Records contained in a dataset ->
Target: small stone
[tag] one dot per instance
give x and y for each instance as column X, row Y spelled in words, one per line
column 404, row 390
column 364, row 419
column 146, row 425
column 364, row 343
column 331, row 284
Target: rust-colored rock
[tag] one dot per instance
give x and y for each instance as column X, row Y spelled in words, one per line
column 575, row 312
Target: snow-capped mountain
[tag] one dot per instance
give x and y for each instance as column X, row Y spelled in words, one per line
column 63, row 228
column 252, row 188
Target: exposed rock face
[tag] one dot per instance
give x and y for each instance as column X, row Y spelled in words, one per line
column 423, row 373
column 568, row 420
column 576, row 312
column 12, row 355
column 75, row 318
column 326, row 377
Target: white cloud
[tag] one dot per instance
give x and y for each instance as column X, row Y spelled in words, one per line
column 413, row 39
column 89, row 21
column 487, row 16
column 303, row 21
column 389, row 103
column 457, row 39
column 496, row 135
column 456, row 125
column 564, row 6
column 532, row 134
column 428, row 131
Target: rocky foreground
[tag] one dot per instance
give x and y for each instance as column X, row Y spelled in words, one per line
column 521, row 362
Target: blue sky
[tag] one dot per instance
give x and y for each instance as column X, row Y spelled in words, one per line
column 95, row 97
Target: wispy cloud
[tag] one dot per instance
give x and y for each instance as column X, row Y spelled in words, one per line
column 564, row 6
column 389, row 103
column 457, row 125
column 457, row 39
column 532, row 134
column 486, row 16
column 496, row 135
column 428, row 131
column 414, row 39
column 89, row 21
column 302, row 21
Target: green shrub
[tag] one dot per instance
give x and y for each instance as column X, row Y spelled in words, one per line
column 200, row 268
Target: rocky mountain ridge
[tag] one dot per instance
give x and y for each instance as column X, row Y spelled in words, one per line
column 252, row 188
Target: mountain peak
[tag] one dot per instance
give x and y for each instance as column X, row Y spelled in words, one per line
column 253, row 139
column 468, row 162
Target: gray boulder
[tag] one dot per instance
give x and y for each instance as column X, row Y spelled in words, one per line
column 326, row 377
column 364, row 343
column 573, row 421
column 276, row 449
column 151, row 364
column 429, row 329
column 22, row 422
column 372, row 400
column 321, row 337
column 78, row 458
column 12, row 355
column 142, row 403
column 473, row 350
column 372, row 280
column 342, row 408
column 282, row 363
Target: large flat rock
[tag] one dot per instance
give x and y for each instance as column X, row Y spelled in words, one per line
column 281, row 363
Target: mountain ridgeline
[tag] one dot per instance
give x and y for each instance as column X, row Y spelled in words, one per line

Directive -> Recast all of the material above as a JSON list of strings, one string per line, leaving out any blank lines.

Answer to the task ->
[
  "Target: small stone",
  "[tag] one dot per instance",
  "give x and y for each instance as column X, row Y spelled in words, one per line",
  "column 404, row 390",
  "column 364, row 419",
  "column 146, row 425",
  "column 364, row 343",
  "column 331, row 284",
  "Target: rust-colored rock",
  "[tag] one dot per instance",
  "give x and y for each instance as column X, row Y spelled in words, one per line",
  "column 575, row 312",
  "Target: snow-capped mountain",
  "[tag] one dot per instance",
  "give x and y for each instance as column X, row Y spelled in words, one per line",
  "column 63, row 228",
  "column 252, row 188",
  "Target: exposed rock face",
  "[tag] one dot per instance",
  "give x and y for each instance as column X, row Y spelled in words, one per line",
  "column 423, row 373",
  "column 568, row 420",
  "column 576, row 312",
  "column 12, row 355",
  "column 75, row 318",
  "column 326, row 377",
  "Target: white cloud",
  "[tag] one dot per instance",
  "give x and y for each instance as column X, row Y spelled in words, one per line",
  "column 413, row 39",
  "column 89, row 21",
  "column 487, row 16",
  "column 303, row 21",
  "column 389, row 103",
  "column 457, row 39",
  "column 496, row 135",
  "column 456, row 125",
  "column 564, row 6",
  "column 532, row 134",
  "column 428, row 131",
  "Target: rocky foreground",
  "[tag] one dot per instance",
  "give x and y for each instance as column X, row Y spelled in words, one per line",
  "column 521, row 362",
  "Target: blue sky",
  "[tag] one dot per instance",
  "give x and y for each instance as column X, row Y spelled in words, one per line",
  "column 95, row 97",
  "Target: wispy cloud",
  "[tag] one dot per instance",
  "give x and y for each instance as column X, row Y spelled in words, one per line",
  "column 564, row 6",
  "column 389, row 103",
  "column 457, row 125",
  "column 457, row 39",
  "column 532, row 134",
  "column 486, row 16",
  "column 496, row 135",
  "column 428, row 131",
  "column 414, row 39",
  "column 89, row 21",
  "column 302, row 21",
  "Target: green shrub",
  "[tag] one dot per instance",
  "give x and y for each instance as column X, row Y spelled in words, one per line",
  "column 200, row 268",
  "Target: rocky mountain ridge",
  "[tag] one dot per instance",
  "give x and y for each instance as column X, row Y spelled in words, one per line",
  "column 252, row 188",
  "Target: mountain peak",
  "[tag] one dot per instance",
  "give x and y for each instance as column X, row Y spelled in words, one per line",
  "column 253, row 139",
  "column 468, row 162",
  "Target: gray boulder",
  "[tag] one dot per instance",
  "give x and y for each instance as column X, row Y spelled in words, one per line",
  "column 326, row 377",
  "column 364, row 343",
  "column 573, row 421",
  "column 276, row 449",
  "column 151, row 364",
  "column 429, row 329",
  "column 22, row 422",
  "column 372, row 400",
  "column 321, row 337",
  "column 78, row 458",
  "column 12, row 355",
  "column 142, row 403",
  "column 473, row 350",
  "column 372, row 280",
  "column 342, row 408",
  "column 282, row 363",
  "Target: large flat rock",
  "[tag] one dot per instance",
  "give x and y for each instance as column X, row Y spelled in words, one per line",
  "column 281, row 363",
  "Target: mountain ridgeline",
  "[tag] one dot per instance",
  "give x and y for each instance as column X, row Y spelled in words, one per line"
]